Write out every record in full, exactly as written, please.
— BEGIN Entries provided —
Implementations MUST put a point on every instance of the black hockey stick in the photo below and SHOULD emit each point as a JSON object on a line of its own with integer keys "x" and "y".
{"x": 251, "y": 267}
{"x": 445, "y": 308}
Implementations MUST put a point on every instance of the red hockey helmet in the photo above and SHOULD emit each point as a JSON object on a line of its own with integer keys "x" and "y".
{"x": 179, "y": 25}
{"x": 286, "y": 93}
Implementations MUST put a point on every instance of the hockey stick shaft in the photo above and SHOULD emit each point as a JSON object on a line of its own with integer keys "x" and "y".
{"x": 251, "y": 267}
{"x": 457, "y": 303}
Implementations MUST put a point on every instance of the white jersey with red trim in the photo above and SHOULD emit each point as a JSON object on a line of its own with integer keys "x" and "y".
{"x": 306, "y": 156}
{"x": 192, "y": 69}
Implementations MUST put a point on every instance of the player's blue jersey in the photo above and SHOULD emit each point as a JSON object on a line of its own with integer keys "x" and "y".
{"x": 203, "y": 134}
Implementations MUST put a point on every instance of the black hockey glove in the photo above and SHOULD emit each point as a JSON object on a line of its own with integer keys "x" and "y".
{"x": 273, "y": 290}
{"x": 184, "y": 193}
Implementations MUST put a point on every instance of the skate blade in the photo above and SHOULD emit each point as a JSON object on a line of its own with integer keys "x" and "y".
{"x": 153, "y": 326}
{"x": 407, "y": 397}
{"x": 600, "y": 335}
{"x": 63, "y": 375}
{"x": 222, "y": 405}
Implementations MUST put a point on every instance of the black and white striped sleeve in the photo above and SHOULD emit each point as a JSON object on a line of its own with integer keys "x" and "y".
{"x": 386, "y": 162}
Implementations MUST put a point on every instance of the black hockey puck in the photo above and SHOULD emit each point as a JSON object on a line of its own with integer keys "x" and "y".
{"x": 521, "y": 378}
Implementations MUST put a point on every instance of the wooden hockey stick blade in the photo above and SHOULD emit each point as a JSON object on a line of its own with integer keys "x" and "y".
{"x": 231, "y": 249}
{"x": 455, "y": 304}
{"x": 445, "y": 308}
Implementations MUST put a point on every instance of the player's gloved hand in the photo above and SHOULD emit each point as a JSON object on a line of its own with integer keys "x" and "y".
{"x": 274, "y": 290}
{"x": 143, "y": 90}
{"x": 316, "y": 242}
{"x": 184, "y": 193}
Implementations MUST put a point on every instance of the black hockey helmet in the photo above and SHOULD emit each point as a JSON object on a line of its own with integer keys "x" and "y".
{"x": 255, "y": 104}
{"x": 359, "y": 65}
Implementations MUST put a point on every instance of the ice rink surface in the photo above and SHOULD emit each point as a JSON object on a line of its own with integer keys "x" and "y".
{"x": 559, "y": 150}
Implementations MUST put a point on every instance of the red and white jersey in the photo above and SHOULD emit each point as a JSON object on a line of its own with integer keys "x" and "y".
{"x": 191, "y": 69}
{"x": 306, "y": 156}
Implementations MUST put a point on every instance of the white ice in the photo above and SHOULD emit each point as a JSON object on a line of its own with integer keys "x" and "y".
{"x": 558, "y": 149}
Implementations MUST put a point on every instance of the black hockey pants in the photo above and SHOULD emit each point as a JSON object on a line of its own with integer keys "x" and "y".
— END Entries provided —
Complete answer =
Implementations MUST put a point on every instance of the black hockey stick in the photo below and SHOULD emit each point as a JSON object on a line of its own with integer keys "x" and "y".
{"x": 251, "y": 267}
{"x": 445, "y": 308}
Implementations MUST put a point on every instance of the red hockey helmet in the photo above and SHOULD emit each point as a JSON object on a line of its own with integer keys "x" and "y".
{"x": 179, "y": 25}
{"x": 286, "y": 93}
Implementations MUST put a point on every instance of the hockey stick shaft in the photo above and SHOULD emit each point as a JSON object on a line of its own with integer keys "x" and "y".
{"x": 251, "y": 267}
{"x": 457, "y": 303}
Implementations MUST put a point on every instance of the white jersey with red trim in the photo above and SHOULD emit each point as a JSON object on a line of its own with integer keys "x" and "y".
{"x": 306, "y": 156}
{"x": 192, "y": 69}
Implementations MUST put a point on every instance of the player's blue jersey in the photo above and SHOULD emit each point as a JSON object on a line of its own with integer keys "x" and "y".
{"x": 203, "y": 134}
Implementations MUST put a point on every instance of the black hockey glove in the photo above and SHOULD emit each point as a JSON object on a line of its own with integer keys "x" and "y".
{"x": 273, "y": 290}
{"x": 184, "y": 193}
Implementations MUST put a point on every instance of the skate blade in the photo above and SHOULD emit each point as a JSON object on a line of its own with integer keys "x" and "y".
{"x": 153, "y": 326}
{"x": 407, "y": 397}
{"x": 600, "y": 335}
{"x": 63, "y": 375}
{"x": 222, "y": 405}
Implementations MUST put a point on every instance of the black and white striped sleeve in the photo above and SHOULD emit each point as a JSON object on a line of its own with integer keys "x" and "y".
{"x": 386, "y": 162}
Implementations MUST put a point on every instance of the black hockey puck in the photo above and SHOULD emit each point as a JSON object on a line of its own with integer keys "x" and "y".
{"x": 521, "y": 378}
Implementations MUST put a point on every instance of the wooden hockey stick blade in the photo above and SHOULD emit each point as a JSON object on a line of its own with integer keys "x" and "y".
{"x": 231, "y": 249}
{"x": 455, "y": 304}
{"x": 445, "y": 308}
Implementations MUST put a point on every instance of the player's gloved hand in the photo above and SHOULD emit each point as a JSON object on a line of its own with integer keys "x" and "y".
{"x": 274, "y": 290}
{"x": 143, "y": 90}
{"x": 316, "y": 242}
{"x": 184, "y": 193}
Implementations MUST put a point on every instance of the black hockey helmet in the photo above and SHOULD emit each point as a JSON object on a line of its own with integer keys "x" and "y".
{"x": 255, "y": 104}
{"x": 359, "y": 65}
Implementations MUST put a point on every instance of the ice rink surface in the photo above and SHOULD emit each point as a JSON object on a line of its own with integer keys "x" and "y".
{"x": 559, "y": 150}
Implementations MUST put a point on every instance of the red and white jersey in the photo above and SHOULD emit each point as a JSON object on a line of its own with integer keys "x" and "y".
{"x": 191, "y": 69}
{"x": 306, "y": 156}
Implementations MUST put a point on every instance of the white ice in the photo above and SHOULD emit each point as a JSON object on a line of its own with integer keys "x" and "y".
{"x": 558, "y": 149}
Implementations MUST put a point on every instance of the black hockey pants in the photo above and SHOULD emit each point as a JSON object on a line of its own with integer keys "x" and "y".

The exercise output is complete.